THE REQUEST » Copy each of the lines below that contains the word "lizard". Case counts.
──────────
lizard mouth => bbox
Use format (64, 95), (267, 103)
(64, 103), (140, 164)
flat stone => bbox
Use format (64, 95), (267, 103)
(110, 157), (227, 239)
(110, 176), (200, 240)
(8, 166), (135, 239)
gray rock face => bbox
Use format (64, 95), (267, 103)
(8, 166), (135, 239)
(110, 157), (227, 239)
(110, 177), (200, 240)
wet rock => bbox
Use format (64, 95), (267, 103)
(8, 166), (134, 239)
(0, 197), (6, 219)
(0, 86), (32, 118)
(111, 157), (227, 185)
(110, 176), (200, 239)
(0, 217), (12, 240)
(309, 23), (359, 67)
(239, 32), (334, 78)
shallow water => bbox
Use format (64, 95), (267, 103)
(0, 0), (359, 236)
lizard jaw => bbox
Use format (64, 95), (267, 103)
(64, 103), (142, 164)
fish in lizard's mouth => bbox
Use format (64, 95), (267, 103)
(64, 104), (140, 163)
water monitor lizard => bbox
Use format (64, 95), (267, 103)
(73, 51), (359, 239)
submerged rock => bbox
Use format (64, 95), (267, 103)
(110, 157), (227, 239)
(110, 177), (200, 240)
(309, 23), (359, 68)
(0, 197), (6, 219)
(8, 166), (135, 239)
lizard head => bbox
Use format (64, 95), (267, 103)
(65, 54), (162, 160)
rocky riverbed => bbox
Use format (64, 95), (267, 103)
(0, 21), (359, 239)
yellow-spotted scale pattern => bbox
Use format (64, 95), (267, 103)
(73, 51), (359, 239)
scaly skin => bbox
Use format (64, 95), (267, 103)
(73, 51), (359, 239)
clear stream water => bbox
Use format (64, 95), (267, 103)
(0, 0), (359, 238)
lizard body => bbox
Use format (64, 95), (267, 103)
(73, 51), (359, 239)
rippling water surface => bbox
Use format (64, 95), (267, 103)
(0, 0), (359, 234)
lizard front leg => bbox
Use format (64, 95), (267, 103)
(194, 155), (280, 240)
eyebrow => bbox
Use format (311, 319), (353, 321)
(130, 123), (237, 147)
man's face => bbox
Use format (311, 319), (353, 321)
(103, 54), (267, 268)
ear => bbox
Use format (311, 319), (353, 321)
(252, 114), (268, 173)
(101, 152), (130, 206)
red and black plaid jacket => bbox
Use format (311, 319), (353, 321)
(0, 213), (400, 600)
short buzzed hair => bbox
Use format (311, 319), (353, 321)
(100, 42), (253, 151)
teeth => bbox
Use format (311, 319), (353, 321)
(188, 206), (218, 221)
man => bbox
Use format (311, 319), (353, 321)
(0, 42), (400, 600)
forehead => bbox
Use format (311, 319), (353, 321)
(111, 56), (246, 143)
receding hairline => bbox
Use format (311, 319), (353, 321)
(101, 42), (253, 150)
──────────
ANSWER BELOW »
lizard mouth => bbox
lizard jaw => bbox
fish in lizard's mouth => bbox
water monitor lizard => bbox
lizard head => bbox
lizard body => bbox
lizard front leg => bbox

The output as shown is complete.